» **Source**

Hey you guys! How the hell are ya? Greetings from old München.
WARNING: This issue contains significant car porn. I’d call it softcore (bodies), not hardcore (engines, transmissions), so press on if you wanna see some sexy, sexy beasts, photographed beautifully. Apparently and unwittingly, I am traveling with the Suze Randall of automotive photography.
Today’s main event was a trip to the BMW factory and museum in Munich. The factory tour was booked, but we showed ourselves around BMW’s flagship showroom and museum. It was impressive.
We were greeted by this M4 model as we arrived. She’s an absolute beauty. I don’t know that I’ve ever seen this color (a yellow gold metallic flake) on a car driving around America. You can have one of these for your very own for about $130K.

» **Records**
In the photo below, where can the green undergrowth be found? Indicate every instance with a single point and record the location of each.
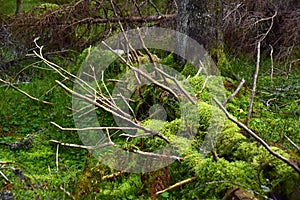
(237, 161)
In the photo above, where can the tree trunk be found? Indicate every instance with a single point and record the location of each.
(202, 21)
(18, 6)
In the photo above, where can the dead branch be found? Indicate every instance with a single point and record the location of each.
(181, 183)
(112, 176)
(67, 193)
(23, 92)
(93, 128)
(254, 85)
(83, 146)
(155, 155)
(257, 138)
(235, 92)
(142, 73)
(3, 175)
(293, 143)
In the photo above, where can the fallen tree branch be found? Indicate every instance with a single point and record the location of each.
(293, 143)
(257, 138)
(93, 128)
(111, 176)
(234, 93)
(157, 155)
(83, 146)
(23, 92)
(254, 85)
(176, 185)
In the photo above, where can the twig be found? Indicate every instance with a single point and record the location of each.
(93, 128)
(178, 85)
(83, 146)
(151, 133)
(56, 159)
(67, 193)
(3, 175)
(204, 84)
(111, 176)
(254, 85)
(295, 145)
(143, 73)
(157, 155)
(257, 138)
(234, 93)
(272, 64)
(23, 92)
(181, 183)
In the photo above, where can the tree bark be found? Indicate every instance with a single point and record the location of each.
(19, 6)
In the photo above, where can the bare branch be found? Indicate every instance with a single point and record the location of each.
(272, 63)
(293, 143)
(23, 92)
(83, 146)
(254, 85)
(257, 138)
(142, 73)
(181, 183)
(93, 128)
(111, 176)
(235, 92)
(150, 154)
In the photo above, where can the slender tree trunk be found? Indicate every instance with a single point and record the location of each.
(19, 6)
(202, 21)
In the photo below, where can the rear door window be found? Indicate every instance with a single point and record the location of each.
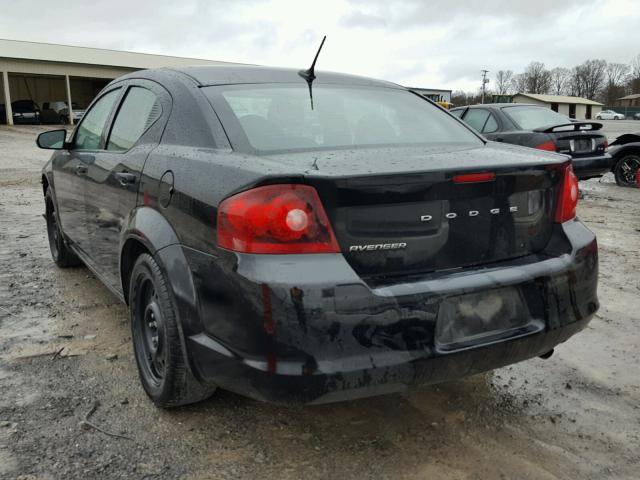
(89, 133)
(137, 113)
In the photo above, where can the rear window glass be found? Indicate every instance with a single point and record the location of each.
(530, 117)
(282, 118)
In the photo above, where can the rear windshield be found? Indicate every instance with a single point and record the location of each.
(530, 117)
(282, 117)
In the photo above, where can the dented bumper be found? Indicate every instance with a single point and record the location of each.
(309, 329)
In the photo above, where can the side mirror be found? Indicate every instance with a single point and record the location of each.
(53, 140)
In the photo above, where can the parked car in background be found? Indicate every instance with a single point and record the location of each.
(625, 151)
(542, 128)
(609, 115)
(48, 115)
(26, 111)
(318, 237)
(63, 110)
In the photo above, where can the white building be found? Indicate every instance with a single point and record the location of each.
(44, 72)
(573, 107)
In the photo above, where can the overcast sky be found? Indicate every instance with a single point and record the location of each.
(436, 43)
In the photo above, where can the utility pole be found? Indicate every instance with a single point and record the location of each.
(485, 80)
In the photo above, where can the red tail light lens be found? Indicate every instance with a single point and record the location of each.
(275, 219)
(567, 196)
(548, 146)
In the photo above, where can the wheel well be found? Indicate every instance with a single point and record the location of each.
(627, 151)
(45, 184)
(131, 250)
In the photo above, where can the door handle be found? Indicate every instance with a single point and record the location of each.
(126, 178)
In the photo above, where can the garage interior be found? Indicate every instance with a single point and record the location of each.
(46, 73)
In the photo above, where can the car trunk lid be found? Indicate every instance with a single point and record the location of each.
(401, 211)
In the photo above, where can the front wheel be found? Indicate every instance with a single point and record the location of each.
(160, 356)
(626, 169)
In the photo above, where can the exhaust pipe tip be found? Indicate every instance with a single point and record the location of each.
(544, 356)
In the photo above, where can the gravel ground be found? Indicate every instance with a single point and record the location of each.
(65, 344)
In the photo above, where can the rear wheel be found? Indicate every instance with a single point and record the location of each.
(625, 170)
(60, 251)
(160, 356)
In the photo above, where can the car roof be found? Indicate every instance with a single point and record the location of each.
(206, 75)
(499, 105)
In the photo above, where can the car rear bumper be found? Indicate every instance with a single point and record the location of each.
(309, 330)
(589, 167)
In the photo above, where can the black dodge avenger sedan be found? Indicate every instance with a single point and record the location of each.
(314, 239)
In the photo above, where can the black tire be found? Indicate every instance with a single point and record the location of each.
(625, 170)
(160, 355)
(60, 251)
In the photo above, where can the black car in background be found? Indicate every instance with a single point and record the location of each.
(314, 238)
(26, 111)
(539, 127)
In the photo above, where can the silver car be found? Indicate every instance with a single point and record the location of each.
(609, 115)
(61, 109)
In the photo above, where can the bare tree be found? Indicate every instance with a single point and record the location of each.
(617, 76)
(504, 82)
(633, 85)
(559, 81)
(519, 83)
(588, 79)
(635, 66)
(537, 78)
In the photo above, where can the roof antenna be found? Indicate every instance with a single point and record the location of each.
(309, 74)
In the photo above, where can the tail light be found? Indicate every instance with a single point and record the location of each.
(549, 146)
(567, 196)
(275, 219)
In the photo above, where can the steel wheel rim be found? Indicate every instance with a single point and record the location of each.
(149, 331)
(628, 168)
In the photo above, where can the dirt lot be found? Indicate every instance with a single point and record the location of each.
(575, 415)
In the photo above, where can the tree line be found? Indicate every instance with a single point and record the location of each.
(596, 80)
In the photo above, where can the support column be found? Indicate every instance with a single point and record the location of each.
(69, 104)
(7, 98)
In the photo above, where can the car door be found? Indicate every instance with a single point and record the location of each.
(113, 178)
(71, 166)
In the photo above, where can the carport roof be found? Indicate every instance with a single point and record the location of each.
(630, 97)
(559, 99)
(48, 52)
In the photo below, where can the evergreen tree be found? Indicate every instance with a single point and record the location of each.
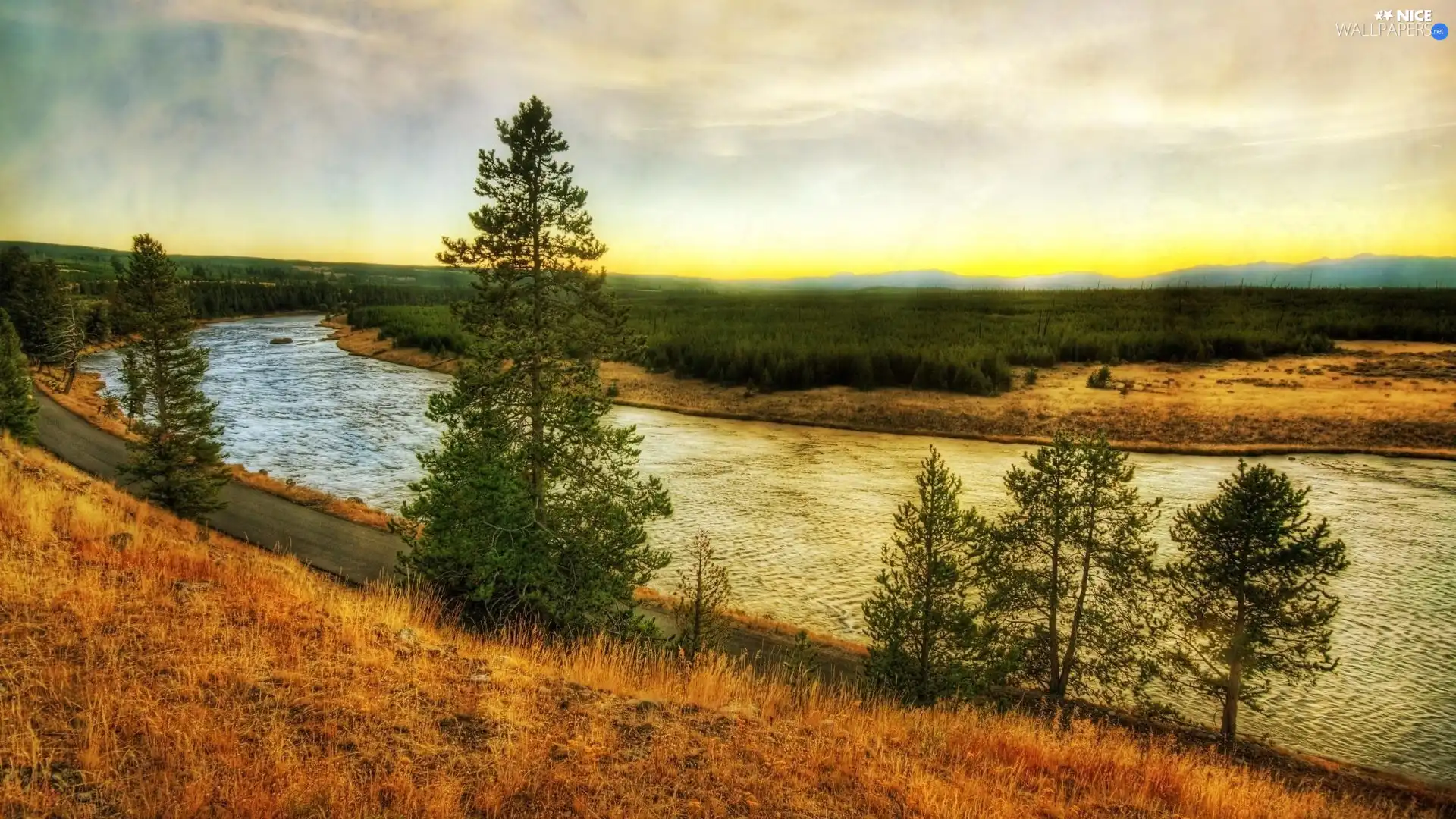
(1250, 595)
(702, 592)
(17, 404)
(922, 618)
(36, 300)
(66, 341)
(1072, 569)
(533, 509)
(177, 457)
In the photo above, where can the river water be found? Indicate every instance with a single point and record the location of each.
(800, 515)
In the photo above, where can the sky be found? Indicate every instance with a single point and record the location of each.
(740, 137)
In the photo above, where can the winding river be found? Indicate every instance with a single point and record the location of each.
(800, 515)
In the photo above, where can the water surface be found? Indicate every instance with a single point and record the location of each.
(800, 515)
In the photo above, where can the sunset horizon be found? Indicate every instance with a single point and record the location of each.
(740, 143)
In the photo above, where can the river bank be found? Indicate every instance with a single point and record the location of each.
(764, 642)
(1366, 398)
(245, 675)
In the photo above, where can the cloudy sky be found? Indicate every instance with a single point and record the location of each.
(740, 137)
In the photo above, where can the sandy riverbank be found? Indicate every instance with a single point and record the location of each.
(1379, 398)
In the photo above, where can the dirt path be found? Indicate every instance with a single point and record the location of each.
(354, 553)
(351, 551)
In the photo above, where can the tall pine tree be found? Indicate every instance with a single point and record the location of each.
(177, 457)
(922, 617)
(1072, 569)
(702, 592)
(1250, 594)
(17, 404)
(532, 509)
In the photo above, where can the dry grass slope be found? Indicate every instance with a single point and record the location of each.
(147, 670)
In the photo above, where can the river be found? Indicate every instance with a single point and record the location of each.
(800, 515)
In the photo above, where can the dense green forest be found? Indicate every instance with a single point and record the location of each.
(52, 300)
(968, 341)
(218, 299)
(98, 264)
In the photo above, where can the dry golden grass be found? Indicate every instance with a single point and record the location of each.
(149, 670)
(1288, 404)
(367, 343)
(1283, 406)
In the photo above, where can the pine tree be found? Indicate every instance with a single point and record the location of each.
(702, 592)
(36, 300)
(177, 457)
(922, 618)
(18, 407)
(1072, 569)
(533, 509)
(66, 341)
(1250, 594)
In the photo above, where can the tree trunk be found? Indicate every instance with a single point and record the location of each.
(927, 613)
(1055, 684)
(538, 403)
(1231, 703)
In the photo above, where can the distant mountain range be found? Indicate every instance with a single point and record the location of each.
(1357, 271)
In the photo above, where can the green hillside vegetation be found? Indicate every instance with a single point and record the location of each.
(968, 341)
(95, 264)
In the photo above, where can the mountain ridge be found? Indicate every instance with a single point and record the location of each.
(1363, 270)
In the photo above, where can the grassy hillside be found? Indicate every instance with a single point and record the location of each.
(147, 670)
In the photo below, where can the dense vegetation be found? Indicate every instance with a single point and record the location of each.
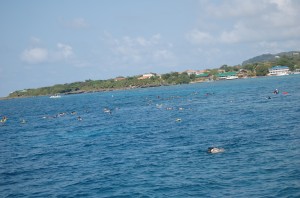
(250, 68)
(106, 85)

» **Work to complete**
a: Rewrite the BMW visit post between "WARNING: This issue" and "for about $130K.", inclusive, putting "gallery" in place of "showroom".
b: In the BMW visit post, what color is the M4 model that greeted the visitors?
c: Write the next part of the BMW visit post, picking up after its last sentence.
The items that come after the BMW visit post are separate material.

» **Responses per task**
a:
WARNING: This issue contains significant car porn. I’d call it softcore (bodies), not hardcore (engines, transmissions), so press on if you wanna see some sexy, sexy beasts, photographed beautifully. Apparently and unwittingly, I am traveling with the Suze Randall of automotive photography.
Today’s main event was a trip to the BMW factory and museum in Munich. The factory tour was booked, but we showed ourselves around BMW’s flagship gallery and museum. It was impressive.
We were greeted by this M4 model as we arrived. She’s an absolute beauty. I don’t know that I’ve ever seen this color (a yellow gold metallic flake) on a car driving around America. You can have one of these for your very own for about $130K.

b: A yellow gold metallic flake.

c:
The building that this fine vehicle rests within in is a pretty piece of architecture in its own right. The kids at BMW talk a lot about valuing quality, engineering, and beauty, and it shows in almost everything they produce, including the building. This building sits on a campus that also houses their corporate HQ, their flagship showroom, their flagship manufacturing facility, and their museum. In this photo, you are seeing the showroom area on the right. You can apparently test drive a car by driving it right down the ramp and out to the street.
The story of BMW is complex, but the simple version is that they started out as a small manufacturer of high-quality, high-performance airplane engines around 1917. These engines were used in German military aircraft in World War I. The company struggled somewhat after the end of the war, but continued to design and manufacture airplane and other engines. In 1923, BMW entered the motorcycle market, developing medium and high-end bikes. BMW was known for excellence in quality and engineering. They innovated in the use of the drive shaft-based motorcycle transmission, which they continue to use today. They innovated in vehicle suspensions and frames.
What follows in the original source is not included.